● **COMPITO SCRITTO**
Restituisci alla lettera il passo dell'articolo sull'ineleggibilità di Berlusconi, partendo da "Alla festa dell'Unita'" e finendo con "lo ha fatto>>.".

● **SEZIONE DI TESTO**
IL CAVALIERE INELEGGIBILE E IL D'ALEMA SMEMORATO

di Paolo Sylos Labini - novembre 2000

Alla festa dell'Unita' di Bologna D'Alema ha dichiarato (<<la Repubblica>>, 15 settembre 2000): <<Berlusconi, concessionario dello Stato, era ed e' ineleggibile per incompatibilita', la decisione della Giunta per le elezioni e' stata una finzione>>. Successivamente, in un'intervista televisiva ha dichiarato (<<la Repubblica>>, 28 ottobre): <<Dopo le elezioni del 1994 [....] laGiunta per le elezioni della Camera, a maggioranza di centrodestra, delibero' che titolare delle concessioni delle aziende non era Berlusconi ma Confalonieri>>. <<Ma come mai>>, domanda il giornalista, <<all'epoca della Bicamerale di cui D'Alema era presidente, non si riusci' a risolvere la questione?>>. Risposta: <<Abbiamo rispettato il voto di tanti milioni d'italiani, e poi Berlusconi ha promesso mille volte che avrebbe venduto le sue tv, ma non lo ha fatto>>.

Nel 1996 alcuni intellettuali - io ero fra questi, gli altri erano Borrello, Bozzi, Cimiotta, Flores d'Arcais, Galante Garrone, Laterza, Pizzorusso, Visalberghi - organizzarono un gruppo di pressione per far rispettare la legge 361 del 1957,che stabiliva l'ineleggibilita' in Parlamento dei titolari di concessioni pubbliche di rilevante interesse economico e ci attivammo  per far presentare ricorsi a chi ne aveva diritto; chiedemmo anche consigli a Ettore Gallo, che era stato presidente della Corte costituzionale. Data l'importanza della questione ci documentammo con scrupolo: per questo siamo cosi' bene a conoscenza delle vicende cui allude sommariamente D'Alema, il quale tuttavia parla solo della Giunta per le elezioni del 1994.

Quella Giunta, e' vero, era a maggioranza di centrodestra, ma i ds votarono insieme col Polo: l'unico voto contrario lo dette Luigi Saraceni, che agi' da cane sciolto e non fu riconfermato nella Giunta della successiva legislatura, quella del 1996; qui la maggioranza nella Giunta per le elezioni era di centrosinistra, ma - e' triste dirlo - i ricorsi  furono respinti all'unanimita', nonostante gli appelli del nostro gruppo. Entrambe le volte i ricorsi furono rigettati con una <<finzione>>, dice D'Alema, con un osceno cavillo, diciamo noi: ineleggibile non era Berlusconi ma ......Confalonieri.

● **MATERIALE FORNITO**
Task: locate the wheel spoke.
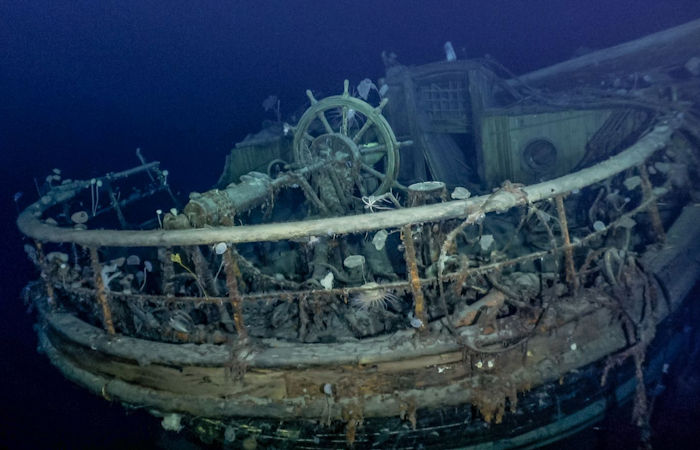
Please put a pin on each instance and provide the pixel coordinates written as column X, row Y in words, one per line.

● **COMPITO SVOLTO**
Alla festa dell'Unita' di Bologna D'Alema ha dichiarato (<<la Repubblica>>, 15 settembre 2000): <<Berlusconi, concessionario dello Stato, era ed e' ineleggibile per incompatibilita', la decisione della Giunta per le elezioni e' stata una finzione>>. Successivamente, in un'intervista televisiva ha dichiarato (<<la Repubblica>>, 28 ottobre): <<Dopo le elezioni del 1994 [....] laGiunta per le elezioni della Camera, a maggioranza di centrodestra, delibero' che titolare delle concessioni delle aziende non era Berlusconi ma Confalonieri>>. <<Ma come mai>>, domanda il giornalista, <<all'epoca della Bicamerale di cui D'Alema era presidente, non si riusci' a risolvere la questione?>>. Risposta: <<Abbiamo rispettato il voto di tanti milioni d'italiani, e poi Berlusconi ha promesso mille volte che avrebbe venduto le sue tv, ma non lo ha fatto>>.